Assignment.
In the entries below, find the line containing "windshield for player-tracking calibration.". Write out that line and all lines after it, exactly, and nothing else.

Given information.

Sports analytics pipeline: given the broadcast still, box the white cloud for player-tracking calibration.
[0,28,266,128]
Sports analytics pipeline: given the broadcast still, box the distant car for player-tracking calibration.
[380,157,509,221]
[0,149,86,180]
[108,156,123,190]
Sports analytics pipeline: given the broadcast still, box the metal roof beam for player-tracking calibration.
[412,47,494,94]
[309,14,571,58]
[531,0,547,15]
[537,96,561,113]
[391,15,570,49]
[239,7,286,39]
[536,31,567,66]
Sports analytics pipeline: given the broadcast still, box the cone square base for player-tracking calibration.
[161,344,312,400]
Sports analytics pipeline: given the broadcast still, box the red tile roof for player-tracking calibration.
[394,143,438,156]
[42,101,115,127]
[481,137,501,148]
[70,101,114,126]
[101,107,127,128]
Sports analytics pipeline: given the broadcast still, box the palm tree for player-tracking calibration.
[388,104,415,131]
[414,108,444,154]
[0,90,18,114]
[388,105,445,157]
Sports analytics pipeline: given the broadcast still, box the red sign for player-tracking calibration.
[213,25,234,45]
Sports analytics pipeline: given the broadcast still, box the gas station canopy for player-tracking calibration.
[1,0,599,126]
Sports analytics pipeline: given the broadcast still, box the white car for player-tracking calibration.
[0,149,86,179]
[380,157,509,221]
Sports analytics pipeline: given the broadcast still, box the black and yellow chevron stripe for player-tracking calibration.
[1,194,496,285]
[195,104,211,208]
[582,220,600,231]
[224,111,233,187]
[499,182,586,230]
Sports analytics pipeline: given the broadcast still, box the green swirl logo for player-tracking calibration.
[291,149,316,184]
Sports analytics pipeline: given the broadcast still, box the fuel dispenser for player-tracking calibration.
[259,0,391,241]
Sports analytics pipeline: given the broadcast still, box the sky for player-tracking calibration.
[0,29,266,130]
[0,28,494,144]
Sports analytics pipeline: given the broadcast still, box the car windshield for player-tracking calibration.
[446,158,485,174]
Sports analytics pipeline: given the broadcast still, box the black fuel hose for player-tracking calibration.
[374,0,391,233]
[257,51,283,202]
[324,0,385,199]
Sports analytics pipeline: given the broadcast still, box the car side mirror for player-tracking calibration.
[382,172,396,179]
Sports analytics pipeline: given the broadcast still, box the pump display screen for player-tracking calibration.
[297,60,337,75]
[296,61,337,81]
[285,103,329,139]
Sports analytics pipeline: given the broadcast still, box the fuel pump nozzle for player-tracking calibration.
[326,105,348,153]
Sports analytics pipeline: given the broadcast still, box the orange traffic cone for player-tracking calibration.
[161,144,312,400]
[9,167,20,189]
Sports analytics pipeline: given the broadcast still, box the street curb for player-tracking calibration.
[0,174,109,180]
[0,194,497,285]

Solution to this problem.
Sports analytics pipeline: given the broadcast still, box the car windshield for player-tracking calibration.
[446,158,485,174]
Sports analytics pipeline: given the broadcast still, box the black fuel hose for player-tracking calibration.
[374,0,391,233]
[257,51,283,202]
[324,0,385,199]
Sports analytics pipeline: given the broadcast still, box the car side mirror for player-tracking calibration.
[382,172,396,179]
Sports analytics pipeline: given the broadcast still, box the pump display screen for player-tracking calibration.
[297,60,337,75]
[296,61,337,81]
[285,103,329,139]
Sports analytics pipeline: given the broadcast still, box the fuel pump nozzle for player-tracking calibration.
[326,105,348,153]
Sports analytics pipeline: given the broadcast still, box the orange traffic cone for player-tracking calibration.
[161,144,312,400]
[9,167,20,189]
Sports analytics pipeline: given the broadcast still, box the street curb for player-tracking calibration.
[0,174,109,180]
[0,194,497,285]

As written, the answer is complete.